## TEXT BLOCK
A microbe that 'eats' both methane and iron: microbiologists have long suspected its existence, but were not able to find it -- until now. Researchers at Radboud University and the Max Planck Institute for Marine Microbiology in Bremen discovered a microorganism that couples the reduction of iron to methane oxidation, and could thus be relevant in controlling greenhouse gas emissions worldwide. Their results are published in the scientific journal PNAS on October 24, 2016.
The balance between methane-producing and -consuming processes has a major effect on the worldwide emission of this strong greenhouse gas into our atmosphere. The team of microbiologists and biogeochemists now discovered an archaeon -- the other branch of ancient prokaryotes besides bacteria -- of the order Methanosarcinales that uses iron to convert methane into carbon dioxide. During that process, reduced iron become available to other bacteria. Consequently, the microorganism initiates an energy cascade influencing the iron and methane cycle and thus methane emissions, describe first authors Katharina Ettwig and Baoli Zhu in the paper.
Application in wastewater treatment
Besides, these archaea have another trick up their sleeve. They can turn nitrate into ammonium: the favourite food of the famous anammox bacteria that turn ammonium into nitrogen gas without using oxygen. "This is relevant for wastewater treatment," says Boran Kartal, a microbiologist who recently moved from Radboud University to the Max Planck Institute in Bremen. "A bioreactor containing anaerobic methane and ammonium oxidizing microorganisms can be used to simultaneously convert ammonium, methane and oxidized nitrogen in wastewater into harmless nitrogen gas and carbon dioxide, which has much lower global warming potential." The same process could also be important in paddy fields, for example, which account for around 20 percent of human-related emissions of methane.

## REQUIRED ACTION 1
Could you rewrite the paragraph of the methane microbe article that begins "The balance between methane-producing" as a short list that keeps its main facts?
## REQUIRED ACTION 2
Echo the passage of the methane microbe article between "The balance between" and "in the paper.", inclusive.
## REQUIRED ACTION 3
Which people does the methane microbe article name?

## PROVIDED DATA
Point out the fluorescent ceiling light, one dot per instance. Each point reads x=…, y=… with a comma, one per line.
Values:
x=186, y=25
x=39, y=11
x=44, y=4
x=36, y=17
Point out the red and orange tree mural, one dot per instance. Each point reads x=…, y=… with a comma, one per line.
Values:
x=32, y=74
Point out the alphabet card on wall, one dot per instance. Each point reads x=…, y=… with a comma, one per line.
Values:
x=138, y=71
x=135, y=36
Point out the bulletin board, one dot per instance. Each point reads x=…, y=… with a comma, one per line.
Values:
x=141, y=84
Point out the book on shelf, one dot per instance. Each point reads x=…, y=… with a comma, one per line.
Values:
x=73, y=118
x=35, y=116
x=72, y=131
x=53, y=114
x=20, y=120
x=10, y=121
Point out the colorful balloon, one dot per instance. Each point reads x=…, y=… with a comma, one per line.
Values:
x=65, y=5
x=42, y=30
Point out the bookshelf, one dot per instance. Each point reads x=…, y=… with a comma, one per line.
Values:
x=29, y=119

## EXERCISE ANSWER 1
- The balance between methane-producing and methane-consuming processes strongly affects worldwide emissions of this greenhouse gas.
- The team found an archaeon of the order Methanosarcinales that uses iron to convert methane into carbon dioxide.
- In the process, reduced iron becomes available to other bacteria.
- First authors Katharina Ettwig and Baoli Zhu write that the microorganism sets off an energy cascade that influences the iron and methane cycle, and thus methane emissions.

## EXERCISE ANSWER 2
The balance between methane-producing and -consuming processes has a major effect on the worldwide emission of this strong greenhouse gas into our atmosphere. The team of microbiologists and biogeochemists now discovered an archaeon -- the other branch of ancient prokaryotes besides bacteria -- of the order Methanosarcinales that uses iron to convert methane into carbon dioxide. During that process, reduced iron become available to other bacteria. Consequently, the microorganism initiates an energy cascade influencing the iron and methane cycle and thus methane emissions, describe first authors Katharina Ettwig and Baoli Zhu in the paper.

## EXERCISE ANSWER 3
- Katharina Ettwig
- Baoli Zhu
- Boran Kartal